---------- Records for this exercise

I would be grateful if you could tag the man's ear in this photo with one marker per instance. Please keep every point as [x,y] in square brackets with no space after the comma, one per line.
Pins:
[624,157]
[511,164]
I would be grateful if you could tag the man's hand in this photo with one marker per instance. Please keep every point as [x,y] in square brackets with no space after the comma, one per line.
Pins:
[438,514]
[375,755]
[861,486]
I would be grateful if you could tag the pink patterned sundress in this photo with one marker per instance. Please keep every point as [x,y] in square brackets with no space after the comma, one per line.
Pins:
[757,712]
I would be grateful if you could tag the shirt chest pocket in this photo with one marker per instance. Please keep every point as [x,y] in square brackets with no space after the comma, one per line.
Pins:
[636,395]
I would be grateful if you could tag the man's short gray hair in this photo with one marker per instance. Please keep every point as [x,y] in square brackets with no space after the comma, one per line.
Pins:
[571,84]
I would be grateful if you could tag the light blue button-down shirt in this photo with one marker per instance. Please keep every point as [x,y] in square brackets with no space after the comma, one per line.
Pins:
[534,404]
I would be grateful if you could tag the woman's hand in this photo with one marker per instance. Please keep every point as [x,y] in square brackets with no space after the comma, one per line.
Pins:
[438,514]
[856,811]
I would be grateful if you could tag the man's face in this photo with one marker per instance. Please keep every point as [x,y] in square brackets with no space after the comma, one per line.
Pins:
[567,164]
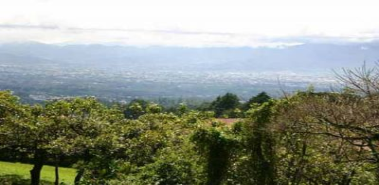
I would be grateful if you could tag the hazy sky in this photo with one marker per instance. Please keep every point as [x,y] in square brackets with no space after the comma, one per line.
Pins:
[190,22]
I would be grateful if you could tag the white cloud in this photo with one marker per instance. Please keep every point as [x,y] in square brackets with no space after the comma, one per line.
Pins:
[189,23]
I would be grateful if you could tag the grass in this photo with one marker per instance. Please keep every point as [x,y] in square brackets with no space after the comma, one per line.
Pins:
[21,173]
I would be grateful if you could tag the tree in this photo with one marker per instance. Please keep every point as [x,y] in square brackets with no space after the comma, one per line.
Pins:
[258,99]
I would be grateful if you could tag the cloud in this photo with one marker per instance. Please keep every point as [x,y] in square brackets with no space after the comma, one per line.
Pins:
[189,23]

--------------------

Work to do:
Reproduce all of the data above line for line, without changes, and omit the pictures from your answer.

The output:
I would be grateful if you could tag the man's ear in this photo with one marker per instance. Please keep every point as [x,y] in square brackets with no space after the comma, one per line.
Pins:
[624,157]
[511,164]
I would be grateful if you could tag the man's hand in this photo with one marker per instance. Please keep every point as [x,y] in square brackets with no space after the comma, one per line.
Pins:
[438,514]
[375,755]
[861,486]
I would be grateful if you could tag the pink patterned sundress in this photo with one marker per instance. Please keep every point as [x,y] in square brackets with no space after the comma, one per line.
Pins:
[757,712]
I would be grateful if you could tag the shirt chest pocket in this photo with one marker per instance. Please keep every point as [x,y] in square brackets with no space after the comma, one per line.
Pins:
[636,395]
I would be grateful if you could tag the man's short gray hair in this photo with one marker per instance. Please keep every point as [x,y] in square brackets with no space after the comma, one per line.
Pins:
[571,84]
I would be grateful if you could tag the light blue button-down shirt in this photo with one marker per instance. Please keep every point as [x,y] in square brackets with no space after the comma, one per line.
Pins:
[534,404]
I would be grateful if you could tag the woman's hand in this photo with one marker per instance. Please keep every point as [x,y] in square brackets with no space after the comma, one per line.
Pins:
[438,514]
[856,811]
I would be grateful if you could tag the man's face in this photo with one marker per instance. Please keep every point as [x,y] in square brackets with no space after the comma, one per line.
Pins:
[567,164]
I would be grateful if you could tag the hazy sky in this photo with one marker per instance. Please keep every point as [x,y] in square brackets with no space after the comma, one per line.
Pins:
[190,22]
I would be grateful if you could tag the white cloud in this photo with one marker per instance. Please keep every point as [x,y] in square brackets with no space after the comma, one per line.
Pins:
[189,23]
I would be grateful if you could tag the grass in this photo with one marker per instance. Please keep every point as [x,y] in square brackets with no space after the comma, one per line.
Pins:
[21,173]
I would be grateful if you could tag the tree in this photo with one marker per instance. Please keep every point as [x,y] in square brackets with no space after the comma, one per line.
Pins:
[258,99]
I would be grateful if you could tag the cloud in this photo with one marker per instance. Please keep every point as [x,y] in square brackets with no space after the comma, one per line.
Pins:
[189,23]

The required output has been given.